▶ [Written instruction] From the material below, pull out every line that contains the string "flower". Case counts.

========================================================================

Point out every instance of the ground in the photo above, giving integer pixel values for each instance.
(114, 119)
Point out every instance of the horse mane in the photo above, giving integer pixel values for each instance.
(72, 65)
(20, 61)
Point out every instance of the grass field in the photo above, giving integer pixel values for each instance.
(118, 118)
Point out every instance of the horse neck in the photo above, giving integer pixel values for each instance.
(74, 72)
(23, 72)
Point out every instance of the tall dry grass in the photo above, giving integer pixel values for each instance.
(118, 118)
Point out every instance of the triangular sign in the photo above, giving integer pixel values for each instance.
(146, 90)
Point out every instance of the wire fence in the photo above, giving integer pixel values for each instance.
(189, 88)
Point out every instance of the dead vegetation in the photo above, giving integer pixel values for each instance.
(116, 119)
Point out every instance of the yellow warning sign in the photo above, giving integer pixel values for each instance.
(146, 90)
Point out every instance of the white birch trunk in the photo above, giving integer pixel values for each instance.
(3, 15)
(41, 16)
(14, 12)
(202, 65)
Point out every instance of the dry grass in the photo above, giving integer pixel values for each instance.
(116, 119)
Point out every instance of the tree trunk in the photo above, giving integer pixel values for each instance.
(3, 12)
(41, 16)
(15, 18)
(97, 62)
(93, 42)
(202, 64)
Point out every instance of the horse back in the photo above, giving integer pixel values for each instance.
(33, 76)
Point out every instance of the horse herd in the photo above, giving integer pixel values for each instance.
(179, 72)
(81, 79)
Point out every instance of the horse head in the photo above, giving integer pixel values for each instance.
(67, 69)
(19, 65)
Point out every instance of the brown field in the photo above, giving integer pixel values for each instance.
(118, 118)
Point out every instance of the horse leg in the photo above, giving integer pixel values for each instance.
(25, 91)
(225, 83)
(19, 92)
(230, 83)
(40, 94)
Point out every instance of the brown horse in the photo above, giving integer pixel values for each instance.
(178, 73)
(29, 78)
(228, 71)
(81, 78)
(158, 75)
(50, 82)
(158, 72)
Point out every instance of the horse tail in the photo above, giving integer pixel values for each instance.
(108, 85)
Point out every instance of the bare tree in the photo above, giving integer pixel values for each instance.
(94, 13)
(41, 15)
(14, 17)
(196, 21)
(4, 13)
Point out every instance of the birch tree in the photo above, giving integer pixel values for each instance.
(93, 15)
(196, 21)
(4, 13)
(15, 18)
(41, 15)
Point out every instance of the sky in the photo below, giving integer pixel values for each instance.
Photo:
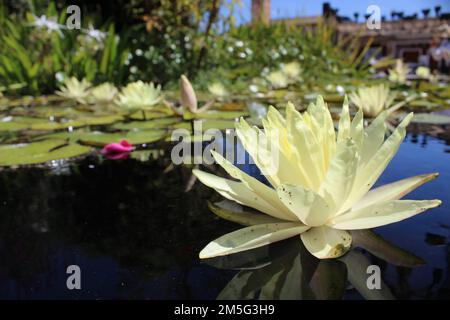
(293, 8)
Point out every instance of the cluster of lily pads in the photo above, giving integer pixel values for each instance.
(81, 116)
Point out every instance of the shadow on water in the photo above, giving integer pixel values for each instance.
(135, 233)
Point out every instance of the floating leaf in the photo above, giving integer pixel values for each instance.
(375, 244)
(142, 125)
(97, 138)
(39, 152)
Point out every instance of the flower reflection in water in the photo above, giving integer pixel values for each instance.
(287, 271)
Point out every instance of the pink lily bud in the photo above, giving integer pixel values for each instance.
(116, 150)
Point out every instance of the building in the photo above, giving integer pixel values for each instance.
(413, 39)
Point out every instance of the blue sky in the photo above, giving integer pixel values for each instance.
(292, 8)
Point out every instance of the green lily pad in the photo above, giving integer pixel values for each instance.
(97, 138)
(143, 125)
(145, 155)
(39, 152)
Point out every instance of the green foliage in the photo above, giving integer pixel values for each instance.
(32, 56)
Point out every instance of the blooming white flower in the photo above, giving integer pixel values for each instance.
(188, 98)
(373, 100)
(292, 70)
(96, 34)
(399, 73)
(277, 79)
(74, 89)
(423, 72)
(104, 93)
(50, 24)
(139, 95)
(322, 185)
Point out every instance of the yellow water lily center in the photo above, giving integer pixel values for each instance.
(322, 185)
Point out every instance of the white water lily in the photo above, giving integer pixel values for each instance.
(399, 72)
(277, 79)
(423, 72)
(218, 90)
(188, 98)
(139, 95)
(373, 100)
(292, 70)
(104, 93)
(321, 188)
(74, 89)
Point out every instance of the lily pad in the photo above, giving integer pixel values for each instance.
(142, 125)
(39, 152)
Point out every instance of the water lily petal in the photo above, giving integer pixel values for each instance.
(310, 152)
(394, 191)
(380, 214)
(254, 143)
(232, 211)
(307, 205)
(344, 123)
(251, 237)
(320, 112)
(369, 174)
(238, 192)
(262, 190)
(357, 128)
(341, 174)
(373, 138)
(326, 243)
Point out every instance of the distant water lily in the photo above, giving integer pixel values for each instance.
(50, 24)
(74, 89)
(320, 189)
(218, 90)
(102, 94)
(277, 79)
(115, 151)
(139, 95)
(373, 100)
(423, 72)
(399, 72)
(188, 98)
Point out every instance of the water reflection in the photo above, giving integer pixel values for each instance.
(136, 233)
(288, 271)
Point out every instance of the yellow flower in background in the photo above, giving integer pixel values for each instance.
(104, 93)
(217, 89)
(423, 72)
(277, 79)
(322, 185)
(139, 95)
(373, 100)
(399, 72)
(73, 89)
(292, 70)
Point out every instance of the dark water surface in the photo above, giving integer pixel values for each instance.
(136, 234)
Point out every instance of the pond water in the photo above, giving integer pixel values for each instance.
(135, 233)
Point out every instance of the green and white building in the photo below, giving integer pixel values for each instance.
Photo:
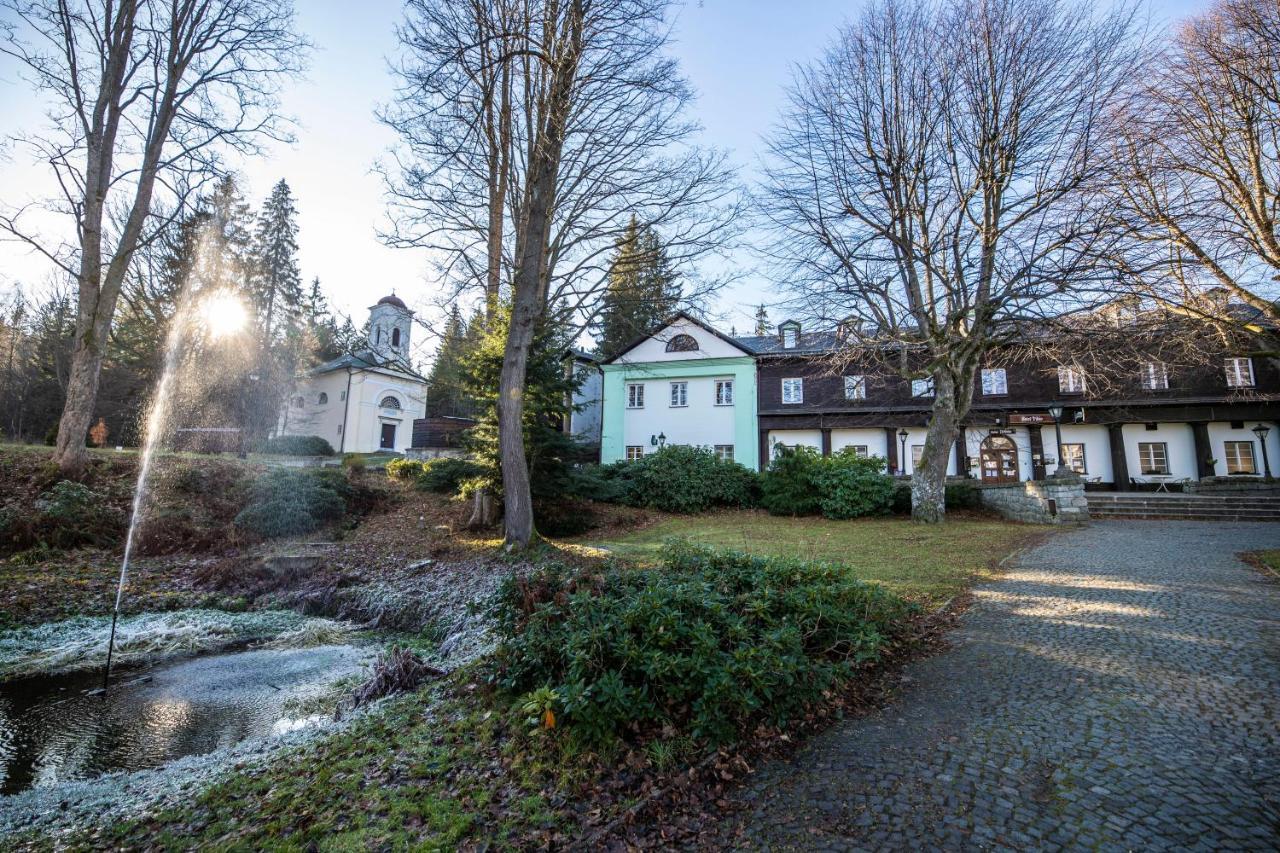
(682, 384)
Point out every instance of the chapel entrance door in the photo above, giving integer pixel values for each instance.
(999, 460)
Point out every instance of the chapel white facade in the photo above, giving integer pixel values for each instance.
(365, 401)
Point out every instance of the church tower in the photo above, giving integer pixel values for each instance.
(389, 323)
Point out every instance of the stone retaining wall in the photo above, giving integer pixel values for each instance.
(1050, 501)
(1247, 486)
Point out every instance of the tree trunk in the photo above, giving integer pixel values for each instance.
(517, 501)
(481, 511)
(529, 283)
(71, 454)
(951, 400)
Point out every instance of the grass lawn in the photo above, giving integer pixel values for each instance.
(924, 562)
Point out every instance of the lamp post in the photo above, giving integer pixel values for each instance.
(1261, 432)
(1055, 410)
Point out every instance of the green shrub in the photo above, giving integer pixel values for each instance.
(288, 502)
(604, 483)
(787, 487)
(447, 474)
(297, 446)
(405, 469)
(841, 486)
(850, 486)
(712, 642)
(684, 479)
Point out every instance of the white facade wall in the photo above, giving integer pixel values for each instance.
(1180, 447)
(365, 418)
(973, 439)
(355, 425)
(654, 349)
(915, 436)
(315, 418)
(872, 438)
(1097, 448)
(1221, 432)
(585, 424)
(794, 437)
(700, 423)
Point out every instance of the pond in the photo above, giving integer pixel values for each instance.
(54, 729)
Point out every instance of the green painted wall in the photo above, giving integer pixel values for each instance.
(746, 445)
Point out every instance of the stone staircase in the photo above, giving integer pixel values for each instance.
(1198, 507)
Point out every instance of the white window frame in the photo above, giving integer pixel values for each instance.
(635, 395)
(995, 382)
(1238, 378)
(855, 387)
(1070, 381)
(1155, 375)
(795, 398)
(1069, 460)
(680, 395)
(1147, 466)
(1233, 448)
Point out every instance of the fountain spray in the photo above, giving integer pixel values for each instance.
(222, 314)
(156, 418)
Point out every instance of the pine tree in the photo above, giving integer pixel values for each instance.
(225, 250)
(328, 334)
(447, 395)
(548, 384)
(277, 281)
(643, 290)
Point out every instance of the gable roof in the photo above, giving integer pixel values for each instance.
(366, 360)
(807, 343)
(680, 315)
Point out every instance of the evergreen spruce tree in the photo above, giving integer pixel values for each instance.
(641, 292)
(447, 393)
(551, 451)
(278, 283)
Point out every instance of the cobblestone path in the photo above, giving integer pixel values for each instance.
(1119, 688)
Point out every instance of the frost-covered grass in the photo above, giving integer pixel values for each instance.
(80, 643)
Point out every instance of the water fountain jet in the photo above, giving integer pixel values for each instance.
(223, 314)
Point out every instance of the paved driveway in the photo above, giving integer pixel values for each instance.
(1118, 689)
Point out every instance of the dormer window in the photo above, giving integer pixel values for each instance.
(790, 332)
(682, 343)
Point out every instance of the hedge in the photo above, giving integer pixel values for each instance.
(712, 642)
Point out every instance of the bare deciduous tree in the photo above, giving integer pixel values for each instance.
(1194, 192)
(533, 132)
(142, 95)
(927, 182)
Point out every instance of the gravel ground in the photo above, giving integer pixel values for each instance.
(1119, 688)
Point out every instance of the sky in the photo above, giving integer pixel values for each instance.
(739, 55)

========================================================================

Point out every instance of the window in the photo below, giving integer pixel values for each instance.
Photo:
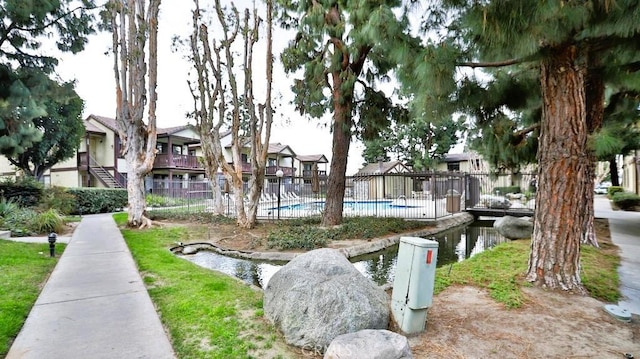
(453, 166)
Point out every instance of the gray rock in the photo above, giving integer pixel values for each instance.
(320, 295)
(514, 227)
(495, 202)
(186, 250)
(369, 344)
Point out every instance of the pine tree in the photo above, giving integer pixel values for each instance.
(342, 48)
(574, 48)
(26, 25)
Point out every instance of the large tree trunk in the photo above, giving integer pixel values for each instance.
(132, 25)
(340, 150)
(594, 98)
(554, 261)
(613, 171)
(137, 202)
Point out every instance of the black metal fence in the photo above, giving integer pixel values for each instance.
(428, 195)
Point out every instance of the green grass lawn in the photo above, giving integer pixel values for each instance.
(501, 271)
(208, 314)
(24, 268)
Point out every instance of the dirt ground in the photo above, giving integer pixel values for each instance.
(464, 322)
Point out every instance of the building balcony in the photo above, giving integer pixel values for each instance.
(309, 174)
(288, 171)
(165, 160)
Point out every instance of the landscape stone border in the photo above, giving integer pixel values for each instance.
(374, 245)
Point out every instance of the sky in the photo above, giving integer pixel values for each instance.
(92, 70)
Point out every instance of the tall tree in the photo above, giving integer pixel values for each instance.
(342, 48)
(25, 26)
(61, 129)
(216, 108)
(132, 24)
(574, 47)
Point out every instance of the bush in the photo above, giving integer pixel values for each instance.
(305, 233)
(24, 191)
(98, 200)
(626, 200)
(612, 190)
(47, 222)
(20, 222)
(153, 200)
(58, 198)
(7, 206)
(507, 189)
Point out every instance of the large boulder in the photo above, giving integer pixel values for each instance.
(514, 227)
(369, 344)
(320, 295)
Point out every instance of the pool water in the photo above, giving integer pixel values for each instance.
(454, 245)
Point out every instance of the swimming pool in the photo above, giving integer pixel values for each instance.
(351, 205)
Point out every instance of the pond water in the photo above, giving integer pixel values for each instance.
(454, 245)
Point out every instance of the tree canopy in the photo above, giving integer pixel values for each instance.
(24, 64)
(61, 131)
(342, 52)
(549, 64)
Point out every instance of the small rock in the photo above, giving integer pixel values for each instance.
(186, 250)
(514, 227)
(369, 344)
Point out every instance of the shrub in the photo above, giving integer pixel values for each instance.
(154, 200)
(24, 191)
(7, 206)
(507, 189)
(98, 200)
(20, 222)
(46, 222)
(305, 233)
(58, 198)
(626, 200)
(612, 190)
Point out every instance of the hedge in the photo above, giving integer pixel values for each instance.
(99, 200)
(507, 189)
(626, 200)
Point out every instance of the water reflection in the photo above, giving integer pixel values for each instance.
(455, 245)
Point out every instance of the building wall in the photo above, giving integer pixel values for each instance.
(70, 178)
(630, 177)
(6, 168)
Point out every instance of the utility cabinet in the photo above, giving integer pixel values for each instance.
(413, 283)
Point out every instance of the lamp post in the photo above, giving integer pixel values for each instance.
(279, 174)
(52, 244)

========================================================================

▶ [Written response]
Point out every instance of the flower reflection in water in the photo above, giving integer pixel values for each instance.
Point out every instance of the blooming white flower in the photo above, giving integer pixel values for each instance.
Point out every instance of the yellow flower in background in the photo above, giving integer pixel values for each instance.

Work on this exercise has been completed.